[Dataset content start]
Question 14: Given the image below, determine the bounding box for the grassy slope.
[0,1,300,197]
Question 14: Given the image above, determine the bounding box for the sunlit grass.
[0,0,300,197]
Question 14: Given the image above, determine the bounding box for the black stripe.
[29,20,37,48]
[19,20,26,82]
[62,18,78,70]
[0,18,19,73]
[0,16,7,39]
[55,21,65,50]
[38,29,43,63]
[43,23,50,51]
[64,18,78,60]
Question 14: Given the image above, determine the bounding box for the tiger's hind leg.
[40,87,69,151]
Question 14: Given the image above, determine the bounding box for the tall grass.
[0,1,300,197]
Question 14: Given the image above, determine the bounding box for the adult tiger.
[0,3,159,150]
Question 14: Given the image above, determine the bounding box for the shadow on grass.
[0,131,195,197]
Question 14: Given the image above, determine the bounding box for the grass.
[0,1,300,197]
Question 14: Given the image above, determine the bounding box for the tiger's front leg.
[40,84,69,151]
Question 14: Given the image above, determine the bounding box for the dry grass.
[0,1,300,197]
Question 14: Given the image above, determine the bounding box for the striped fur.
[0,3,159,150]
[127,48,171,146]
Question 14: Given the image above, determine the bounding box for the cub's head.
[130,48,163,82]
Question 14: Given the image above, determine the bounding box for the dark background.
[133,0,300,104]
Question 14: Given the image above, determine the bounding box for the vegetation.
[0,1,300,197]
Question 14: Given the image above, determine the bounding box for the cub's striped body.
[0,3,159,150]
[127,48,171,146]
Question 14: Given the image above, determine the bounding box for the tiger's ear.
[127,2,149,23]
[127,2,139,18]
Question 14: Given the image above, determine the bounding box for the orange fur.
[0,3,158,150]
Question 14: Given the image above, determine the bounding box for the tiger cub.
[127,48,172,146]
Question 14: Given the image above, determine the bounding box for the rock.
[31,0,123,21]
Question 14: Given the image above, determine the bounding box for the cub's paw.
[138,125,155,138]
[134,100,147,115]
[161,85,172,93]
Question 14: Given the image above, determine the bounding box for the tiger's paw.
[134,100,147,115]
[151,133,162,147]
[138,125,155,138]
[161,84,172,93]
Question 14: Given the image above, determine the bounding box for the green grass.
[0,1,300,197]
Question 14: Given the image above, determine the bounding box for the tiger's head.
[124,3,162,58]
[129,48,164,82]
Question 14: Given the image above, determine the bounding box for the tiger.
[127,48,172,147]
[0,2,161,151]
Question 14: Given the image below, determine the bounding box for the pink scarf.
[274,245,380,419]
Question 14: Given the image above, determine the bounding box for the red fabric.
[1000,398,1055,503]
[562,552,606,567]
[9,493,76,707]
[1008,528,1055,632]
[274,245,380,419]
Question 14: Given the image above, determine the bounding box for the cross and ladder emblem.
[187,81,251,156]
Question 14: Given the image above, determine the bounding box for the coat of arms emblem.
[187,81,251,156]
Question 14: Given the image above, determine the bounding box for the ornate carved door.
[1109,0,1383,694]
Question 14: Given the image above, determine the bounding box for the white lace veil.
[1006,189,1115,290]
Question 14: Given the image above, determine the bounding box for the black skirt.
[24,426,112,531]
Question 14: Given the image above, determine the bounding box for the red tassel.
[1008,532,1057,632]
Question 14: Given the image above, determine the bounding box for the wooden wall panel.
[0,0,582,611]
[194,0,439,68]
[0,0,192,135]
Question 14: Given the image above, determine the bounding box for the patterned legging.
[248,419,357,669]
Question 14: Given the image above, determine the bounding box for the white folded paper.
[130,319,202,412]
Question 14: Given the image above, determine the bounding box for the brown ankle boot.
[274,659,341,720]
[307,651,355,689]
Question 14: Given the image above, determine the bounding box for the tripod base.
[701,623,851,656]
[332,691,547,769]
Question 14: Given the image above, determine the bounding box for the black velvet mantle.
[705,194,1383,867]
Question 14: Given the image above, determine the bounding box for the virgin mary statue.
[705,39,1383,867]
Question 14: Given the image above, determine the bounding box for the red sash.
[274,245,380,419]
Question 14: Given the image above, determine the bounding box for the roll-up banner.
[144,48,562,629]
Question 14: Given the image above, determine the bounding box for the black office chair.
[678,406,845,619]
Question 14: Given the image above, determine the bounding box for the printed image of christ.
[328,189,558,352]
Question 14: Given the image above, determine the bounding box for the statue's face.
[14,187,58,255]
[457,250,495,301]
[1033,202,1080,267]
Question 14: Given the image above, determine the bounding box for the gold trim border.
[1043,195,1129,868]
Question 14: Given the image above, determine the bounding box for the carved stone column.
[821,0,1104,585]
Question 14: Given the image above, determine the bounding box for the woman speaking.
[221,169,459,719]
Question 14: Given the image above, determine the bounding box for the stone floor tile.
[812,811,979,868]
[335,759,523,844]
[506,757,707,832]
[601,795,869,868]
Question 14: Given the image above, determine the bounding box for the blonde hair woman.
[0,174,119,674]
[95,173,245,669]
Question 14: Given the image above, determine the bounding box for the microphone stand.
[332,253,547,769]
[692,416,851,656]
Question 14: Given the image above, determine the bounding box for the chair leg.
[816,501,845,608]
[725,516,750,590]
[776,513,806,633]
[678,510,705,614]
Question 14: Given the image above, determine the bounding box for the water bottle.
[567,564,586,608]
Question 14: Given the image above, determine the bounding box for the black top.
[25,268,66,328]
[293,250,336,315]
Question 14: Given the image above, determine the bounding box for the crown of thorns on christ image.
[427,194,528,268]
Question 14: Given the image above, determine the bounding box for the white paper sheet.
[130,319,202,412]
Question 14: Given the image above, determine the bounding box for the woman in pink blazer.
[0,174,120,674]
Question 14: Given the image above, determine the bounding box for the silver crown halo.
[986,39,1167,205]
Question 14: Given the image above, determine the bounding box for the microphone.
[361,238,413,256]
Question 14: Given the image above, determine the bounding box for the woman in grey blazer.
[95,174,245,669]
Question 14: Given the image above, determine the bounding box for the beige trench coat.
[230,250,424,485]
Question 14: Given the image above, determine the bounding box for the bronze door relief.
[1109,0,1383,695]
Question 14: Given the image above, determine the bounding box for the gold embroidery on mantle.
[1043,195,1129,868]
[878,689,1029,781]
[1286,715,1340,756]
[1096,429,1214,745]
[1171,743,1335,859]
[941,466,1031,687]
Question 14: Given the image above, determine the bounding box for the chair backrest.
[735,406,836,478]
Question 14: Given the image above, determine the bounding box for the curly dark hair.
[Dataset content end]
Copy every one of the records above word for word, with nothing changed.

### Solution to the problem
Question 14: Given the image below, determine the bounding box for the grassy slope.
[0,1,300,197]
Question 14: Given the image above, determine the bounding box for the sunlit grass.
[0,0,300,197]
Question 14: Given the image above, determine the bounding box for the black stripe.
[29,20,37,48]
[19,20,26,82]
[62,18,78,70]
[0,18,19,73]
[0,16,7,39]
[55,21,65,50]
[38,29,43,63]
[43,23,50,51]
[64,18,78,60]
Question 14: Given the image above, determine the bounding box for the tiger's hind leg.
[40,87,69,151]
Question 14: Given the image above, determine the bounding box for the tall grass.
[0,1,300,197]
Question 14: Given the image above, determine the bounding box for the adult tiger.
[0,3,159,150]
Question 14: Given the image above, determine the bounding box for the shadow on grass.
[0,131,195,197]
Question 14: Given the image above, determine the bounding box for the grass.
[0,1,300,197]
Question 14: Given the image above, determine the bounding box for the tiger's front leg.
[40,84,69,151]
Question 14: Given the image above, determine the bounding box for the dry grass.
[0,1,300,197]
Question 14: Given the image above, determine the bounding box for the striped fur.
[0,3,159,150]
[127,48,171,146]
Question 14: Given the image above, determine the bounding box for the cub's head.
[130,48,163,82]
Question 14: Given the image above, determine the bounding box for the dark background.
[133,0,300,104]
Question 14: Given the image above, determine the bounding box for the vegetation.
[0,1,300,197]
Question 14: Given the image above, determine the bounding box for the cub's striped body.
[0,3,159,150]
[127,48,171,146]
Question 14: Given the image above, determine the bounding box for the tiger's ear.
[127,2,149,23]
[127,2,139,18]
Question 14: Given the image above, determine the bounding box for the orange fur.
[0,3,158,150]
Question 14: Given the image above, determine the bounding box for the tiger cub.
[127,48,172,146]
Question 14: Given the image above, determine the bounding box for the rock.
[31,0,123,21]
Question 14: Given the image above, determine the bounding box for the cub's paw.
[138,125,155,138]
[134,100,147,115]
[161,85,172,93]
Question 14: Given the image above, determine the bounding box for the tiger's paw.
[134,100,147,115]
[151,133,162,147]
[138,125,155,138]
[161,84,172,93]
Question 14: Given the image above, determine the bounding box for the green grass.
[0,1,300,197]
Question 14: Given the image above, determine the bounding box for the tiger's head.
[124,3,162,58]
[129,48,164,82]
Question 14: Given the image above, determine the bounding box for the tiger.
[127,48,172,147]
[0,2,161,151]
Question 14: Given the image below, determine the bounding box for the pink scarf.
[274,245,380,419]
Question 14: Given the image above, determine the bounding box for the red fabric.
[1000,398,1055,503]
[562,552,606,567]
[9,493,76,707]
[1008,528,1055,632]
[274,245,380,419]
Question 14: Given the image above, determine the bounding box for the cross and ladder emblem.
[187,81,251,156]
Question 14: Given the image above, determine the bounding box for the coat of arms emblem.
[187,81,251,156]
Question 14: Given the image above, determine the bounding box for the ornate carved door.
[1109,0,1383,694]
Question 14: Given the image above, determine the bounding box for the white lace veil.
[1006,189,1115,290]
Question 14: Given the image above, determine the bounding box for the black skirt.
[24,426,112,531]
Question 14: Given the image above, determine the bounding box for the red tassel.
[1008,532,1057,632]
Question 14: Given the image above, determine the bounding box for the wooden wall panel.
[0,0,582,611]
[194,0,439,68]
[0,0,192,135]
Question 14: Given the image above, determine the bounding box for the patterned legging.
[248,419,357,669]
Question 14: Given the image above, determine the bounding box for the white folded paper.
[130,319,202,412]
Question 14: Given the image above, determine the bounding box for the brown ankle boot.
[274,659,341,720]
[307,651,355,689]
Question 14: Given the image above, determine the bounding box for the tripod base.
[701,623,851,656]
[332,691,547,769]
Question 14: Given the image above, determine the bounding box for the black velvet mantle.
[705,194,1383,867]
Question 14: Given the image above, determine the bounding box for the virgin mary statue.
[705,39,1383,867]
Question 14: Given the image above, determine the bounding box for the red sash.
[274,245,380,419]
Question 14: Given the image above, determine the bounding box for the roll-up banner.
[144,48,562,629]
Question 14: Given the image above, determine the bounding box for the black office chair.
[678,406,845,619]
Question 14: Given the image above, determine the bounding box for the printed image of christ.
[328,189,558,352]
Question 14: Given the image above, determine the bounding box for the statue's face.
[14,187,58,255]
[457,250,495,301]
[1033,202,1080,267]
Question 14: Given the image above, determine the bounding box for the gold trim border.
[1043,195,1129,868]
Question 14: Given the image above, determine the bounding box for the carved stone column.
[821,0,1104,585]
Question 14: Given the image above, determine the bounding box for the woman speaking.
[221,169,459,719]
Question 14: Given the image above, determine the bounding box for the stone floor tile.
[812,811,979,868]
[335,759,523,844]
[506,757,707,832]
[601,795,869,868]
Question 14: Given the image above, determine the bounding box for the blonde hair woman.
[0,174,119,674]
[95,173,245,669]
Question 14: Given the image above, determine the bounding box for the microphone stand.
[332,253,547,769]
[692,416,851,656]
Question 14: Given the image above, determine the bounding box for the chair leg.
[816,501,845,608]
[725,516,750,590]
[776,513,806,633]
[678,510,705,614]
Question 14: Given the image above, determine the bounding box for the water bottle.
[567,564,586,608]
Question 14: Given the image above, determine the bounding box for the black top.
[25,268,66,328]
[293,250,336,315]
Question 14: Given the image above, determine the bounding box for the crown of thorns on christ image.
[427,194,528,268]
Question 14: Given the image above, determine the bounding box for the white paper sheet.
[130,319,202,412]
Question 14: Given the image above, determine the bounding box for the woman in pink blazer.
[0,174,120,674]
Question 14: Given the image above, determine the bounding box for the silver crown halo.
[986,39,1167,205]
Question 14: Given the image above, determine the bounding box for the microphone.
[361,238,413,256]
Question 14: Given the image above, determine the bounding box for the woman in grey blazer.
[95,174,245,669]
Question 14: Given the image above, determine the bounding box for the beige trench coat.
[230,250,424,485]
Question 14: Given the image above, determine the bounding box for the bronze door relief.
[1109,0,1383,695]
Question 14: Given the image above, determine the bounding box for the gold embroidery on mantle.
[1043,195,1129,868]
[878,689,1029,781]
[1286,715,1340,756]
[1096,429,1214,745]
[1171,743,1335,859]
[941,466,1031,687]
Question 14: Given the image above, determine the bounding box for the chair backrest.
[735,406,836,478]
Question 14: Given the image above, determine the bounding box for the curly dark hair.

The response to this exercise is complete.